> _STATED GOAL_:
Copy out the records verbatim, starting at the first line and ending with the line that contains "column 362, row 15", both included. Leave the pictures out of your copy.
▼
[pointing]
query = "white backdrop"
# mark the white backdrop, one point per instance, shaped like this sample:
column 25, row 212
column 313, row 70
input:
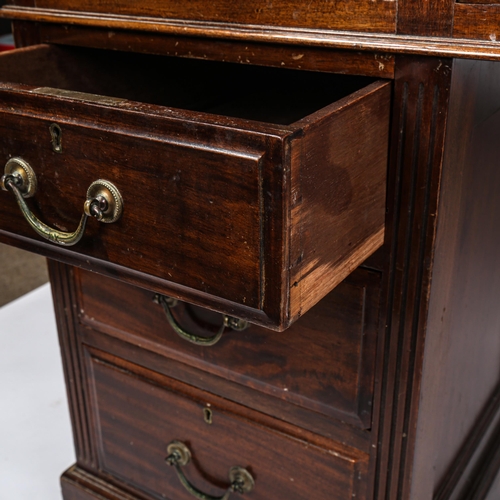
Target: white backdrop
column 36, row 444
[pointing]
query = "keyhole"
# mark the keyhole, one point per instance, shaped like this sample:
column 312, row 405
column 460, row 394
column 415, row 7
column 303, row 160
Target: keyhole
column 207, row 415
column 56, row 134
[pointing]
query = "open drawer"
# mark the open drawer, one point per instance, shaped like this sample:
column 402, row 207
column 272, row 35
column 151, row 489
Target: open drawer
column 252, row 191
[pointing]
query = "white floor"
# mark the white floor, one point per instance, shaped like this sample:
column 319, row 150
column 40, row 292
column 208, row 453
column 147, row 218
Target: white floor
column 36, row 444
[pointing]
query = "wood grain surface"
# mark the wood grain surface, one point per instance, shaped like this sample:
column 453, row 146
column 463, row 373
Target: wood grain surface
column 135, row 422
column 203, row 169
column 323, row 364
column 362, row 15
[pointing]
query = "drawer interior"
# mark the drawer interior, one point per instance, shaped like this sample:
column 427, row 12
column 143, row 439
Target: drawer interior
column 272, row 95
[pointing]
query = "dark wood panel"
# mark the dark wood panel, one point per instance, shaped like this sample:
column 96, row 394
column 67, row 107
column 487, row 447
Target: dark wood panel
column 463, row 345
column 430, row 18
column 324, row 363
column 135, row 422
column 417, row 142
column 477, row 21
column 283, row 56
column 435, row 46
column 361, row 15
column 63, row 293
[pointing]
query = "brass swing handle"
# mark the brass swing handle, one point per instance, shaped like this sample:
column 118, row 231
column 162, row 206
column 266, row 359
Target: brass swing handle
column 241, row 481
column 103, row 202
column 227, row 322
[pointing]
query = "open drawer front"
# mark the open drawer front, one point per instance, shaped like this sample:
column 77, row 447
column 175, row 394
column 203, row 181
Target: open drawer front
column 252, row 191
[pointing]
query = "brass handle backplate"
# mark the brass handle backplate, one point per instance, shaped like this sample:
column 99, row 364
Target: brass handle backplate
column 103, row 202
column 240, row 480
column 227, row 322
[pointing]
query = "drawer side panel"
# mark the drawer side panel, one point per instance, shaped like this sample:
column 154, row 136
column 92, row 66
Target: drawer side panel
column 339, row 172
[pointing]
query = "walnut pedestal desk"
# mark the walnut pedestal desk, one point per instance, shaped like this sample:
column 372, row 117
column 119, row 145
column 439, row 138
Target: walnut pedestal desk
column 273, row 233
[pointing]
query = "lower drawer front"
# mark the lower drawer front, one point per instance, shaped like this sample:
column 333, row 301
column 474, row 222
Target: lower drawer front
column 251, row 191
column 324, row 364
column 138, row 413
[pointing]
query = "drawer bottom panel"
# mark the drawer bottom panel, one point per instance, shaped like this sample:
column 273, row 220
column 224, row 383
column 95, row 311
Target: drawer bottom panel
column 137, row 413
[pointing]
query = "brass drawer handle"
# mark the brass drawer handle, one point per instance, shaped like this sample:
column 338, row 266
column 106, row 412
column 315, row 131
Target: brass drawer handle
column 103, row 202
column 227, row 322
column 241, row 481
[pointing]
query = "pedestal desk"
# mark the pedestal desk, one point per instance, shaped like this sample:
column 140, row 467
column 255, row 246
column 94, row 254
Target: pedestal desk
column 273, row 238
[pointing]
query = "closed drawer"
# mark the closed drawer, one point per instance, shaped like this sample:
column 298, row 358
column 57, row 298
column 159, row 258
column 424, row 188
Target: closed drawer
column 137, row 413
column 252, row 191
column 320, row 373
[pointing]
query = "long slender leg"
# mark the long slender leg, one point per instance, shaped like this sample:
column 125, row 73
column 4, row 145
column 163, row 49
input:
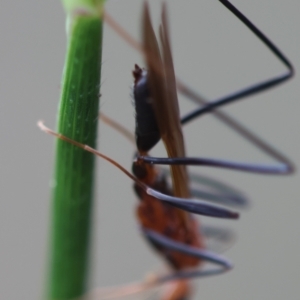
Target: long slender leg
column 211, row 162
column 255, row 88
column 223, row 263
column 191, row 205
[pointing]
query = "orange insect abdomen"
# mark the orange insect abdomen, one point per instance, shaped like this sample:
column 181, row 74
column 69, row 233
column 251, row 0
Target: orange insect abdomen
column 167, row 220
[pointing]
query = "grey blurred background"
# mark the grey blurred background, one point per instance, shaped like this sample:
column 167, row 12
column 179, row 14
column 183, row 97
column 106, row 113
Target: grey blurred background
column 214, row 54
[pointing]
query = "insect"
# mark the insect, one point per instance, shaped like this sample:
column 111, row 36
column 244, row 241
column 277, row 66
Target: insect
column 182, row 246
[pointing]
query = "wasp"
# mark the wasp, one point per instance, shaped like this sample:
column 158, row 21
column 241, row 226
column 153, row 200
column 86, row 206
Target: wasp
column 166, row 214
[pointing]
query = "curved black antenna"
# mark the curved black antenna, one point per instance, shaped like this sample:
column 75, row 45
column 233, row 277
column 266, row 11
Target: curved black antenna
column 285, row 166
column 253, row 89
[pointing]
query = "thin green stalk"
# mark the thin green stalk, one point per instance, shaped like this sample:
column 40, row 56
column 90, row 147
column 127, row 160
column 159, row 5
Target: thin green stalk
column 74, row 169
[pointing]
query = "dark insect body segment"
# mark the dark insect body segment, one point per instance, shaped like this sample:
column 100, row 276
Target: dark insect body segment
column 146, row 129
column 178, row 239
column 164, row 214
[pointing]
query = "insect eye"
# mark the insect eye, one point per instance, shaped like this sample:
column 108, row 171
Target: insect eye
column 139, row 171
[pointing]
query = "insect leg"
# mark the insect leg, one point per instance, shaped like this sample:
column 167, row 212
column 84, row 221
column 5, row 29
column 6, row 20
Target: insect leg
column 218, row 163
column 206, row 255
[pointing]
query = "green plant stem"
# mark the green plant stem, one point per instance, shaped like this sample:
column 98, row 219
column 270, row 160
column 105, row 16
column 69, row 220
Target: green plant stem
column 74, row 169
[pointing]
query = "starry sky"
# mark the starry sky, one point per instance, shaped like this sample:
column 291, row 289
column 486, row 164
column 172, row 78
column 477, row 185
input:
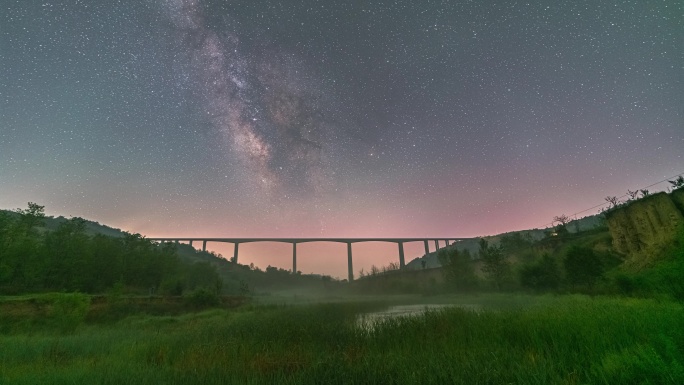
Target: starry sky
column 336, row 118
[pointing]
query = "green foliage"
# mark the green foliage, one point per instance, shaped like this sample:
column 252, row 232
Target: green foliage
column 202, row 298
column 515, row 242
column 69, row 310
column 565, row 340
column 677, row 183
column 457, row 267
column 664, row 279
column 69, row 259
column 541, row 275
column 582, row 266
column 495, row 264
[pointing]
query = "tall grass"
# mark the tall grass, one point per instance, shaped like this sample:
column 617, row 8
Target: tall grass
column 565, row 340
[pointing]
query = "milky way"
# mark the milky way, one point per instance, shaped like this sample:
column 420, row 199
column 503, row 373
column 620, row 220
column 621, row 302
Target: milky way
column 312, row 118
column 259, row 103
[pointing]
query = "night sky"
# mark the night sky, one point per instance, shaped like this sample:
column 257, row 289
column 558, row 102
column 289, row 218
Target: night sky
column 336, row 118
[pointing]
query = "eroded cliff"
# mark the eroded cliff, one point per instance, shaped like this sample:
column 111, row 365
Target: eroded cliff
column 643, row 228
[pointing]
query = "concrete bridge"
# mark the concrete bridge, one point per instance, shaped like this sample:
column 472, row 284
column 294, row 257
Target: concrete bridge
column 294, row 241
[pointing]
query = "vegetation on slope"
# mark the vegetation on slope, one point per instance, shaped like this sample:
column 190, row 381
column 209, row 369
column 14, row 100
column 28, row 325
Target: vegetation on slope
column 566, row 340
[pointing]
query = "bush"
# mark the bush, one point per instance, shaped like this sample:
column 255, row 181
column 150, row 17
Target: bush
column 582, row 266
column 201, row 298
column 69, row 311
column 542, row 275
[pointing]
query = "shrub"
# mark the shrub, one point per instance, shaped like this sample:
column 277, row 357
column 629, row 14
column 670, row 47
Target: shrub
column 202, row 297
column 541, row 275
column 582, row 266
column 69, row 311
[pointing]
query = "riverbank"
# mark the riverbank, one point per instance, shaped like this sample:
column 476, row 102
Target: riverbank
column 545, row 340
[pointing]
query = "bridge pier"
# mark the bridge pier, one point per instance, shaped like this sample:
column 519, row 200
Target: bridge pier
column 350, row 268
column 402, row 264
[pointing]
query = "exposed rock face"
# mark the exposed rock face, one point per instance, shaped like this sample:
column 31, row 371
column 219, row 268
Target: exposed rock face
column 643, row 227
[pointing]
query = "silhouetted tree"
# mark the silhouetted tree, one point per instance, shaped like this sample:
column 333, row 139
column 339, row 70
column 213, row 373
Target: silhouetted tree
column 677, row 183
column 495, row 264
column 541, row 275
column 633, row 194
column 614, row 201
column 582, row 266
column 457, row 267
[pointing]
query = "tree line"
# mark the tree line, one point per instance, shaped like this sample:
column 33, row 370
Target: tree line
column 68, row 258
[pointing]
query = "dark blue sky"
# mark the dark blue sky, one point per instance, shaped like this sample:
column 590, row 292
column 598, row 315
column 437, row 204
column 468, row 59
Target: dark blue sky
column 336, row 118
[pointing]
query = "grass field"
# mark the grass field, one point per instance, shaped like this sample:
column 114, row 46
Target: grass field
column 509, row 340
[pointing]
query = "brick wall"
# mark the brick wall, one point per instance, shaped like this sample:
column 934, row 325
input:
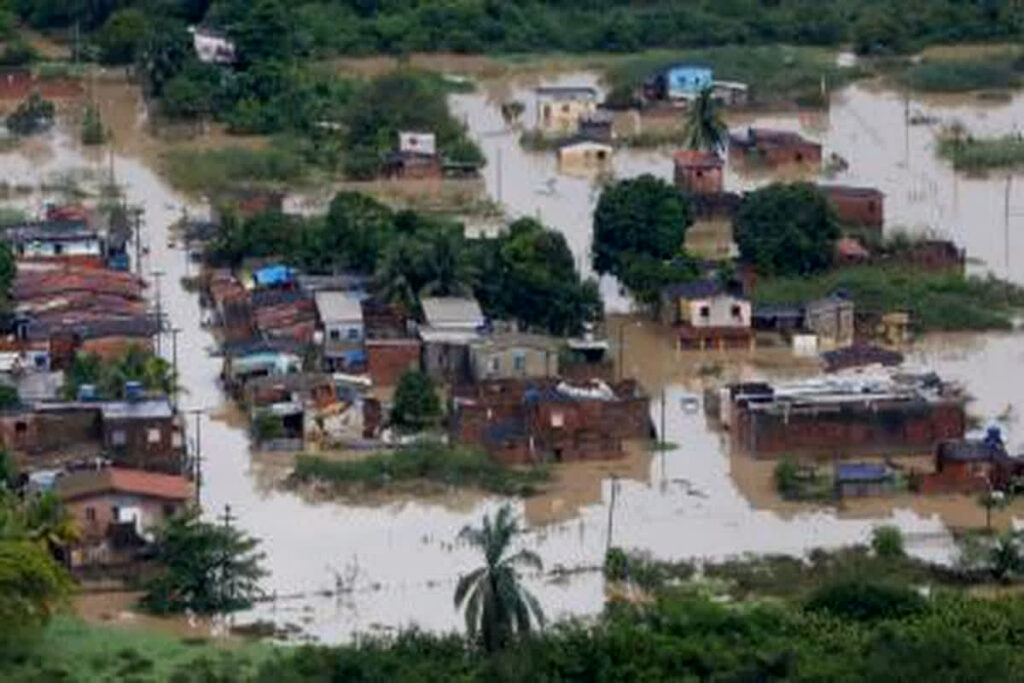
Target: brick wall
column 388, row 359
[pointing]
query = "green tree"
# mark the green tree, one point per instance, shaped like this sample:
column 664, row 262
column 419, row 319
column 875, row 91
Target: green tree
column 496, row 604
column 33, row 587
column 35, row 115
column 887, row 542
column 704, row 127
column 122, row 36
column 92, row 126
column 643, row 215
column 786, row 229
column 207, row 567
column 416, row 402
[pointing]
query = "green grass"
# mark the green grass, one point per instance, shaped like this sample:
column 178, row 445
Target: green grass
column 980, row 155
column 962, row 76
column 214, row 170
column 73, row 651
column 428, row 462
column 775, row 74
column 936, row 301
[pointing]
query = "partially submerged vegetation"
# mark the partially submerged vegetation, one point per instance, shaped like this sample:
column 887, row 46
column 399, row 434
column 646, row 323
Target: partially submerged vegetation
column 980, row 154
column 936, row 300
column 423, row 462
column 964, row 75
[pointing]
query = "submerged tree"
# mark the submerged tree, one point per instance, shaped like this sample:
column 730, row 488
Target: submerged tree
column 497, row 606
column 208, row 567
column 705, row 128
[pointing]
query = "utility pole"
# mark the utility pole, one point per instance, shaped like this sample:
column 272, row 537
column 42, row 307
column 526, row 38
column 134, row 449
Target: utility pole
column 198, row 465
column 611, row 511
column 174, row 359
column 157, row 274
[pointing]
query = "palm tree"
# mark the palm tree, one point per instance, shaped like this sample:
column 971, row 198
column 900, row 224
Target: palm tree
column 497, row 606
column 705, row 129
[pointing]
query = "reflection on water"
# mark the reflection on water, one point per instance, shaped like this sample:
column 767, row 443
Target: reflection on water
column 397, row 560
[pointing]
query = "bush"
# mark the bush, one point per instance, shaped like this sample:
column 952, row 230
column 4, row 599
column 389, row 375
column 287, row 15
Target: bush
column 427, row 461
column 887, row 542
column 864, row 601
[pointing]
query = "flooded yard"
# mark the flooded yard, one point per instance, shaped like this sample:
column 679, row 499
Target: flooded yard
column 338, row 568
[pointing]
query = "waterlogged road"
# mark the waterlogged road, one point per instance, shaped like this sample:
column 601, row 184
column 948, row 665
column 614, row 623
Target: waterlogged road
column 398, row 557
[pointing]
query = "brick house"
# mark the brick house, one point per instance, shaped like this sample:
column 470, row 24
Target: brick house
column 774, row 147
column 117, row 511
column 531, row 421
column 698, row 172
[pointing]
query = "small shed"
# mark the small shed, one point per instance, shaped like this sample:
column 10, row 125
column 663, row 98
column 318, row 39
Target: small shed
column 862, row 480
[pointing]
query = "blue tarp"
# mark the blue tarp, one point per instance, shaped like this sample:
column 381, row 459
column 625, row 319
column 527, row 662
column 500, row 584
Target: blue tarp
column 272, row 275
column 861, row 472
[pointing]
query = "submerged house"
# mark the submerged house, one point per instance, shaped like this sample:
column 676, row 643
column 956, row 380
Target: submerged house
column 774, row 147
column 559, row 109
column 840, row 417
column 550, row 420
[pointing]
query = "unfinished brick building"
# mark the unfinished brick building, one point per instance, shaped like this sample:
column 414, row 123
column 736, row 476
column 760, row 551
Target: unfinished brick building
column 546, row 420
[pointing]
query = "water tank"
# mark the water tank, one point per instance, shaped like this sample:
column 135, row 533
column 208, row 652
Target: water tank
column 133, row 390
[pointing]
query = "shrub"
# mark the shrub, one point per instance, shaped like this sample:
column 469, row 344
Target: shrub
column 865, row 601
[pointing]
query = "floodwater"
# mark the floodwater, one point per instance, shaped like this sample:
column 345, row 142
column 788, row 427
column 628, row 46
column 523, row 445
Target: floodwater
column 395, row 560
column 865, row 125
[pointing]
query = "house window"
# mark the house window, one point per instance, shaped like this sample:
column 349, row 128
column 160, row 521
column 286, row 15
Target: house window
column 519, row 361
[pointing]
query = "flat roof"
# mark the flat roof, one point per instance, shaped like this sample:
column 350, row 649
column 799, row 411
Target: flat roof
column 338, row 306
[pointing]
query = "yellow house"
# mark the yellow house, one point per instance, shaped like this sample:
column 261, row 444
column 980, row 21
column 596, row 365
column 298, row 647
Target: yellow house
column 559, row 109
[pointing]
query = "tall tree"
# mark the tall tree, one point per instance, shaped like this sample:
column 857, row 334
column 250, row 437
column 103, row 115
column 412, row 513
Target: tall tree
column 644, row 216
column 208, row 567
column 786, row 229
column 497, row 606
column 705, row 128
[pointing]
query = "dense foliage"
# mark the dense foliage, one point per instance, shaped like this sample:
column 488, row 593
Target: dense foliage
column 110, row 376
column 326, row 27
column 639, row 227
column 525, row 273
column 35, row 115
column 786, row 229
column 418, row 464
column 416, row 403
column 207, row 567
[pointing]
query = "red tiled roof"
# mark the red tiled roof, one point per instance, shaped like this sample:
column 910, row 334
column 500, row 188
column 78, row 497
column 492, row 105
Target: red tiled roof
column 117, row 479
column 696, row 158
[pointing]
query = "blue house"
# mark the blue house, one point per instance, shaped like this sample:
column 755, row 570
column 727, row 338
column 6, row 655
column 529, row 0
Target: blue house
column 686, row 81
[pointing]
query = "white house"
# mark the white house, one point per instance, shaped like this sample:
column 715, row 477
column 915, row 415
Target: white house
column 212, row 47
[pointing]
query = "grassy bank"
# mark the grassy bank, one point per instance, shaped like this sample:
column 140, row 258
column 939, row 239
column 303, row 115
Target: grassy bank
column 430, row 463
column 964, row 75
column 936, row 301
column 210, row 171
column 73, row 651
column 776, row 75
column 980, row 155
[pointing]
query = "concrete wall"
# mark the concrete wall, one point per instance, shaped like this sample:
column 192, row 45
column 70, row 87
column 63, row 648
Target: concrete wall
column 881, row 428
column 388, row 359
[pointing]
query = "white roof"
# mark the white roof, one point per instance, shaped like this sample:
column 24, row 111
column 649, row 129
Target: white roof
column 453, row 312
column 338, row 306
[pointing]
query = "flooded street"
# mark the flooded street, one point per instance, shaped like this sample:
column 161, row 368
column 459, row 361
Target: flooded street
column 395, row 559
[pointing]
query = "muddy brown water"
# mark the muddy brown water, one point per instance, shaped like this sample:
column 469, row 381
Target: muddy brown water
column 396, row 560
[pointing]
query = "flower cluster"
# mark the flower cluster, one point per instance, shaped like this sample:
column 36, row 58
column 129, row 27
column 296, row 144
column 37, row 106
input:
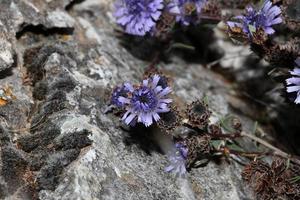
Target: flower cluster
column 267, row 16
column 294, row 82
column 139, row 17
column 178, row 160
column 143, row 103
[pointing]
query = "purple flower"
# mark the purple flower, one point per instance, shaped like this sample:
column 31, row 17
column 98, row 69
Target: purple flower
column 146, row 102
column 264, row 18
column 178, row 160
column 138, row 16
column 121, row 91
column 294, row 82
column 184, row 10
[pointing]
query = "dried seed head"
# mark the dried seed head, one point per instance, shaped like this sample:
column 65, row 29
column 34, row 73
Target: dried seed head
column 258, row 175
column 212, row 8
column 291, row 14
column 171, row 120
column 284, row 55
column 164, row 26
column 214, row 129
column 164, row 80
column 198, row 114
column 272, row 182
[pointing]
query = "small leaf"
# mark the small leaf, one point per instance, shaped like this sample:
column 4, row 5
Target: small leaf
column 226, row 123
column 216, row 143
column 235, row 147
column 182, row 46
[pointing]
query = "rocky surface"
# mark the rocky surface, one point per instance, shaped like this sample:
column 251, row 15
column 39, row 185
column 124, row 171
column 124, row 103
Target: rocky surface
column 61, row 59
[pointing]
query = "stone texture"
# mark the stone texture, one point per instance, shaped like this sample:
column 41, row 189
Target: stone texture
column 56, row 142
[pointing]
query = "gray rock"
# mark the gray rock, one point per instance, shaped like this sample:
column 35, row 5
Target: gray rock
column 60, row 135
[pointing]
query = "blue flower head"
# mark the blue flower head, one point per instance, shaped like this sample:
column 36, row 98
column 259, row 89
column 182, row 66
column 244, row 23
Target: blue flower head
column 145, row 102
column 294, row 82
column 138, row 17
column 178, row 160
column 185, row 10
column 267, row 16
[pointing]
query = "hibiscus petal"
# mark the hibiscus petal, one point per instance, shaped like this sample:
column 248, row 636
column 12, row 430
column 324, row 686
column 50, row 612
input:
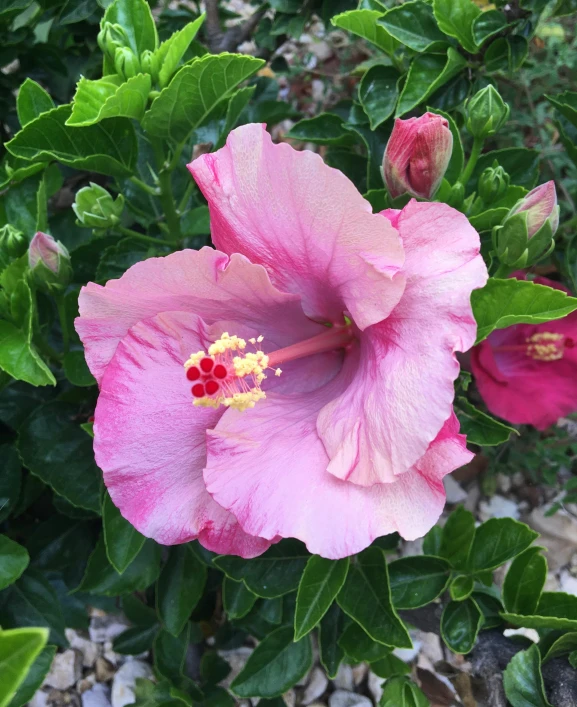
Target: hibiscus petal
column 403, row 391
column 206, row 282
column 149, row 439
column 268, row 466
column 305, row 222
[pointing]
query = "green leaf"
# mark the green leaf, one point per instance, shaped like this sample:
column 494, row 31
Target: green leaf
column 237, row 599
column 33, row 602
column 109, row 147
column 55, row 448
column 480, row 428
column 320, row 583
column 34, row 678
column 14, row 560
column 503, row 303
column 19, row 358
column 523, row 681
column 456, row 18
column 366, row 598
column 180, row 588
column 331, row 629
column 413, row 24
column 365, row 24
column 109, row 97
column 101, row 577
column 276, row 664
column 278, row 571
column 19, row 649
column 418, row 580
column 460, row 624
column 123, row 542
column 428, row 72
column 498, row 540
column 135, row 17
column 457, row 537
column 524, row 582
column 32, row 101
column 360, row 647
column 323, row 129
column 170, row 53
column 194, row 91
column 378, row 93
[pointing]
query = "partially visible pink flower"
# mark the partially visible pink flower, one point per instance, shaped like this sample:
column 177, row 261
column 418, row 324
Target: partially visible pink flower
column 362, row 312
column 527, row 374
column 417, row 155
column 541, row 206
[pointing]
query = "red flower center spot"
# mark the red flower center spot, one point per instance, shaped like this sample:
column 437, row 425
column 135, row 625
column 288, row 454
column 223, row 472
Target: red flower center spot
column 212, row 387
column 198, row 390
column 193, row 373
column 206, row 365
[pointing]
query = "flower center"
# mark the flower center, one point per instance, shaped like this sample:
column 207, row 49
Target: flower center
column 231, row 376
column 543, row 346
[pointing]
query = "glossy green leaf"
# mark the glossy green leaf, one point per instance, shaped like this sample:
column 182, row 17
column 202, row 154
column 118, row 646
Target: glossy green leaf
column 194, row 91
column 413, row 24
column 109, row 97
column 418, row 580
column 276, row 572
column 456, row 18
column 378, row 93
column 55, row 448
column 32, row 101
column 460, row 624
column 276, row 664
column 524, row 582
column 101, row 577
column 503, row 303
column 14, row 560
column 237, row 598
column 498, row 540
column 320, row 583
column 360, row 647
column 365, row 24
column 19, row 648
column 179, row 588
column 108, row 147
column 523, row 681
column 428, row 72
column 366, row 598
column 123, row 541
column 480, row 428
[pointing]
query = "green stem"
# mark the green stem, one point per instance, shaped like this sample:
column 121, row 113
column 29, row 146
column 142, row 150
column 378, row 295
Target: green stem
column 472, row 163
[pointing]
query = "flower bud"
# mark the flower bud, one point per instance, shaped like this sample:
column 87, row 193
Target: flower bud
column 49, row 262
column 126, row 62
column 417, row 155
column 493, row 184
column 486, row 112
column 95, row 208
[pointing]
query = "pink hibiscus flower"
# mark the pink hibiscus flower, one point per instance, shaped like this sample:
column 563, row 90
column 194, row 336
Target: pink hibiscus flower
column 527, row 374
column 362, row 312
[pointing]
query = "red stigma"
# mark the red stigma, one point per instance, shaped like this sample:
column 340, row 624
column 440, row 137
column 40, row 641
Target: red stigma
column 220, row 371
column 193, row 373
column 206, row 365
column 198, row 390
column 211, row 387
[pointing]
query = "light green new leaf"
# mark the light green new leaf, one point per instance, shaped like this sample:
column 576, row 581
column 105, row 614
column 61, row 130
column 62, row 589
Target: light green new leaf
column 109, row 147
column 32, row 101
column 320, row 583
column 194, row 91
column 109, row 97
column 502, row 303
column 19, row 649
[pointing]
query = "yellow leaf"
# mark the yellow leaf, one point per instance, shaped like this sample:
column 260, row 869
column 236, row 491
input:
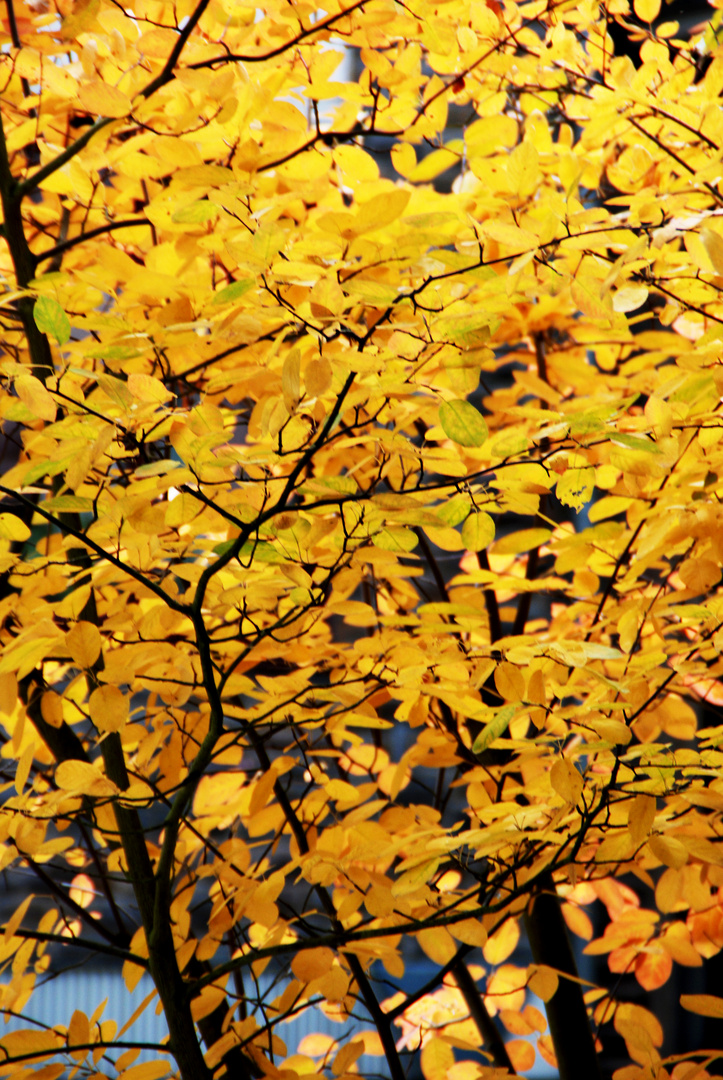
▲
> _RESULT BELOW_:
[pointing]
query = "white backdrop"
# mark the white backdrop, one point per instance, shaped like this sample:
column 25, row 212
column 313, row 70
input:
Target: white backdrop
column 36, row 444
[pointing]
query = "keyhole"
# mark the keyhole, one point per instance, shaped like this sample:
column 312, row 405
column 460, row 394
column 415, row 7
column 303, row 160
Target: keyhole
column 207, row 415
column 56, row 134
[pointing]
query = "open drawer"
# mark the open drawer, one point per instance, shaped like this sample:
column 402, row 207
column 272, row 35
column 151, row 489
Target: open drawer
column 252, row 191
[pointing]
query = "white floor"
# mark the white floor, one point per instance, shaped like this sample:
column 319, row 150
column 40, row 292
column 208, row 453
column 147, row 218
Target: white floor
column 36, row 444
[pointing]
query = "wood grain surface"
# mark the wood grain surface, one point per instance, shaped like this sample:
column 453, row 146
column 463, row 373
Target: wood grain surface
column 135, row 422
column 203, row 169
column 323, row 364
column 362, row 15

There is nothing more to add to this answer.